▶ [List of tasks]:
- 1) List every human organ named in the passage on MEOX1 in fibrosis whose fibroblasts showed increased MEOX1 expression after TGFβ stimulation.
- 2) Continue the passage on MEOX1 in fibrosis with a few sentences that follow on from its final sentence.

▶ [Text segment]:
★ ★ ★ ★ ★

Finally, the authors demonstrated that MEOX1 mediates pro-fibrotic functions. In fibroblasts, the knockdown of Meox1 reduced the differentiation into myofibroblasts after TGFβ stimulation. GO term analysis further suggested a MEOX1-dependent increase in fibroblast proliferation, migration, and cell motility, hallmarks of fibroblast activation. Among the MEOX1-dependent upregulated genes were classic markers of myofibroblasts and fibrosis, such as Ctgf and Postn. These genes showed increased MEOX1 TF activity at their promoter and proximal regulatory elements (Fig. 1a). Thus, MEOX1 seems to be an important mediator of fibroblast to myofibroblast differentiation. MEOX1 expression was found to be increased in human heart, lung, liver, and kidney fibroblasts after TGFβ stimulation and upregulated in sequencing data from human cardiomyopathy and idiopathic pulmonary fibrosis. A targeted therapy against MEOX1, therefore, carries potential.

★ ★ ★ ★ ★

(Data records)

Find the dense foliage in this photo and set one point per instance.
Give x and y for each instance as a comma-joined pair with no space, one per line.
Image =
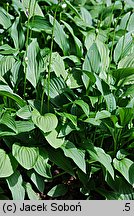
66,99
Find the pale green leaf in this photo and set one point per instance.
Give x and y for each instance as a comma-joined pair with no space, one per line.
53,140
34,63
37,180
26,156
42,167
31,193
77,155
7,164
58,190
58,65
15,182
126,168
60,36
46,123
83,105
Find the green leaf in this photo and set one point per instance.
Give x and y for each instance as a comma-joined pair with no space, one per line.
9,121
58,65
78,44
86,16
17,34
24,112
98,154
127,61
88,78
102,115
110,102
83,105
15,185
92,62
5,18
130,26
34,63
42,166
122,74
60,36
40,24
34,7
69,116
58,190
126,168
6,91
77,155
26,156
7,164
46,123
5,49
6,64
24,126
57,157
123,47
30,192
126,115
37,180
53,140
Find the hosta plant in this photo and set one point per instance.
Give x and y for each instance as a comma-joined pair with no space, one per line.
66,99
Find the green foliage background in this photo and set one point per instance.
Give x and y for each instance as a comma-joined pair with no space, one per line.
66,99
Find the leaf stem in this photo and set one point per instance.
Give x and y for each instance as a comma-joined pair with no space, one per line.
49,66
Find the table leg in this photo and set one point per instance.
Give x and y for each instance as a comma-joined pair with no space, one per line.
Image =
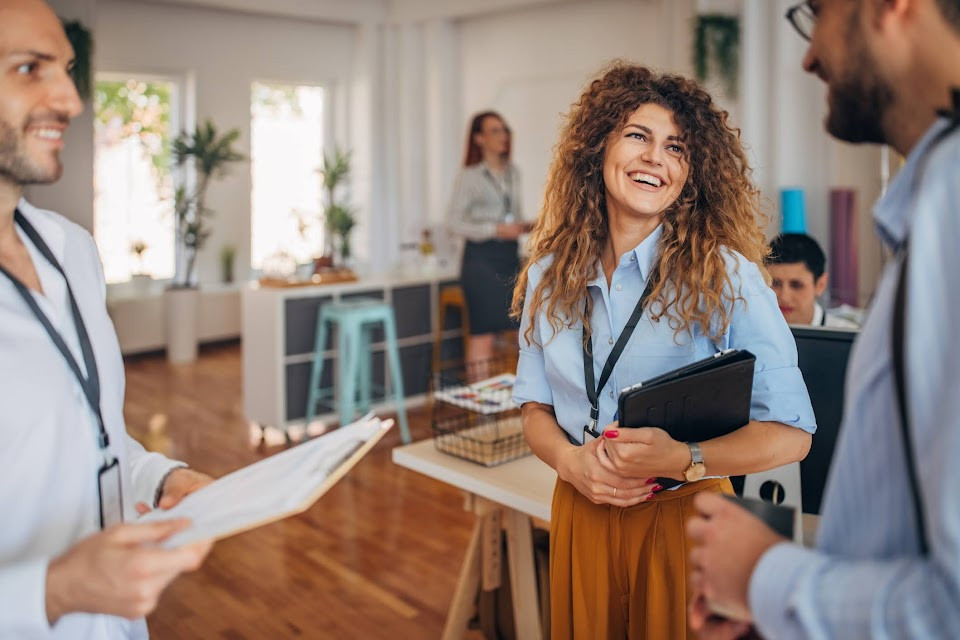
462,606
523,575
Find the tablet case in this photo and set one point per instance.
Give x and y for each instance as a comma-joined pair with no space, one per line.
700,401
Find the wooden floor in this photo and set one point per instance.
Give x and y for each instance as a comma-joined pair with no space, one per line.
376,557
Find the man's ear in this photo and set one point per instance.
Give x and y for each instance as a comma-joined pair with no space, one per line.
820,285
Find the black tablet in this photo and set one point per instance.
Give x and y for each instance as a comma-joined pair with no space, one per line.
700,401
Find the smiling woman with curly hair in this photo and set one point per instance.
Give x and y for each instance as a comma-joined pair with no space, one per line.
649,193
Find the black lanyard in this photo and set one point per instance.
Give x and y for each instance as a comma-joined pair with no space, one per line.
503,191
91,383
593,392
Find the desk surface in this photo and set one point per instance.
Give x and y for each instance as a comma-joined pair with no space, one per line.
525,485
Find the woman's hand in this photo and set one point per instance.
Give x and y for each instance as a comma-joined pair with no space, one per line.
581,467
642,452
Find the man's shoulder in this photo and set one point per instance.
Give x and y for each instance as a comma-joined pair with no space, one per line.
46,217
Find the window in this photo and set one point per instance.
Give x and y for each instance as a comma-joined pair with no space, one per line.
286,151
134,121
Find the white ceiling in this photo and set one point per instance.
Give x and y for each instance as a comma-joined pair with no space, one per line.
357,11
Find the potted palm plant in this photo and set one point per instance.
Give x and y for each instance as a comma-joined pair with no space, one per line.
210,154
339,217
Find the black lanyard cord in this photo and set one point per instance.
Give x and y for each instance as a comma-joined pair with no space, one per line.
504,191
91,383
593,391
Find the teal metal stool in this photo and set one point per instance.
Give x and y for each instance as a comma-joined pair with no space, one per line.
356,320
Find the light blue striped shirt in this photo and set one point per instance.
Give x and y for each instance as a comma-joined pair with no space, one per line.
867,579
550,369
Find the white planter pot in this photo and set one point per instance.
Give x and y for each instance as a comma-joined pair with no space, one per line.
181,307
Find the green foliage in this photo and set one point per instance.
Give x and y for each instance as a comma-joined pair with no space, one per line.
82,42
211,155
340,218
717,40
143,110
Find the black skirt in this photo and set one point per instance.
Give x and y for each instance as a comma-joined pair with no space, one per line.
487,275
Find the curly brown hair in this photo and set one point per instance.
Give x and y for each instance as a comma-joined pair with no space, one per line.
718,209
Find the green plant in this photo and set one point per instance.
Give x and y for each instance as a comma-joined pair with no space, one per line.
82,43
211,154
138,247
717,39
339,218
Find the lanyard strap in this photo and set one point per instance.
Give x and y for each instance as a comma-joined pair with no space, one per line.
593,392
503,191
91,383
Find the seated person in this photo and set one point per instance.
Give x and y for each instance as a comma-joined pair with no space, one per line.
796,264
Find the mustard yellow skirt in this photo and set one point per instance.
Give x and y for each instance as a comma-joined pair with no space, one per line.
621,572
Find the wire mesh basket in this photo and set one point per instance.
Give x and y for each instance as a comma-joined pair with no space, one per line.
473,415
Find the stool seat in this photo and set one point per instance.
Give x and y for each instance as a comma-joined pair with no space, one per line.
355,320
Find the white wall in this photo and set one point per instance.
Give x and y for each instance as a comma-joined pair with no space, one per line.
224,52
532,64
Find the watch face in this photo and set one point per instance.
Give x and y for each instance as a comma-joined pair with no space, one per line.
695,472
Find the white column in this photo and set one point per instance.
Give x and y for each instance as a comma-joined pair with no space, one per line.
443,129
756,98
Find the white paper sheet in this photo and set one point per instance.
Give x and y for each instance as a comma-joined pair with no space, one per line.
275,487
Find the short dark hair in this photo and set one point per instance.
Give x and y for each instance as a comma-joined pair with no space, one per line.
789,248
951,11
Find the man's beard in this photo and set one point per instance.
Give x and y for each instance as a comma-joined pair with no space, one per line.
16,167
856,113
859,100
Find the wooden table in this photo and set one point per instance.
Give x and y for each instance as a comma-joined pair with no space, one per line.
507,496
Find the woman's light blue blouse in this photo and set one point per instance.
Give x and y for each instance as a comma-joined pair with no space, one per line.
550,369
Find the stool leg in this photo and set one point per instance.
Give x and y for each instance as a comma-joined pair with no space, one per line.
317,370
347,378
396,375
364,358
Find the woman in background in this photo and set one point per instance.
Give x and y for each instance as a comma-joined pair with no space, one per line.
485,210
648,199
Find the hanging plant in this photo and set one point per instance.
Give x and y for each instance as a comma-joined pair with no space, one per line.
82,43
716,46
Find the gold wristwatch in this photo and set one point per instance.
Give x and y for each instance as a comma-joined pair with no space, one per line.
696,470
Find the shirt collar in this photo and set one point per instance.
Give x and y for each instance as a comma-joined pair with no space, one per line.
50,231
644,255
817,315
891,213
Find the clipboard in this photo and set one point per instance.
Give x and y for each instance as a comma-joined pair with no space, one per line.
700,401
274,488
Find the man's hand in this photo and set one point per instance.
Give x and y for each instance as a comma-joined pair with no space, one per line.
179,484
580,466
710,626
728,542
120,571
645,452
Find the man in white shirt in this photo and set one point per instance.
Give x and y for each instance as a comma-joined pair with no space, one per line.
798,268
69,473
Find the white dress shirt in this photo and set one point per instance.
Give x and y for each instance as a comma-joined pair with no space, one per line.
49,456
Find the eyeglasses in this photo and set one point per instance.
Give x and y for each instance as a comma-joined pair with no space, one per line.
803,18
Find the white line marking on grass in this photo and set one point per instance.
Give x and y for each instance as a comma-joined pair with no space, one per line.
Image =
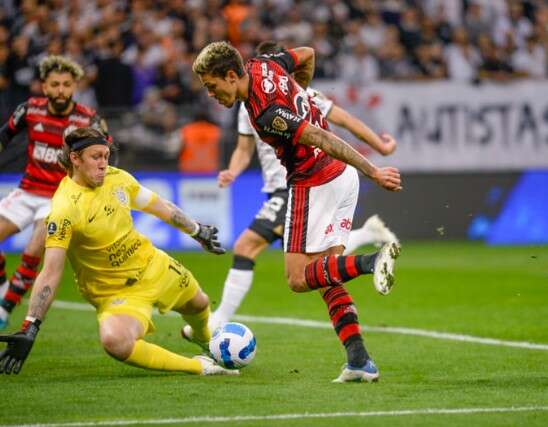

★ ★ ★ ★ ★

▶ [Outputs by task]:
- 1) Heart, lung, liver, kidney

- 2)
Currently, no official studies are ongoing to develop drugs targeting the transcription factor MEOX 1. Due to significant structural disorder and lack of defined binding pockets for small molecules, transcription factors have been considered undruggable in the last decades, leaving MEOX1-targeting a challenge. Recently, novel strategies for targeting transcription factors have emerged. The modulation of auto-inhibition, proteolysis targeting chimaeras, the use of cysteine reactive inhibitors, and targeting intrinsically disordered regions of transcription factors have all shown promise.⁵ These innovations in drug development highlight the value of cell-type-specific target discovery by novel single-cell genomic approaches and provide a basis for developing a targeted MEOX1 therapy.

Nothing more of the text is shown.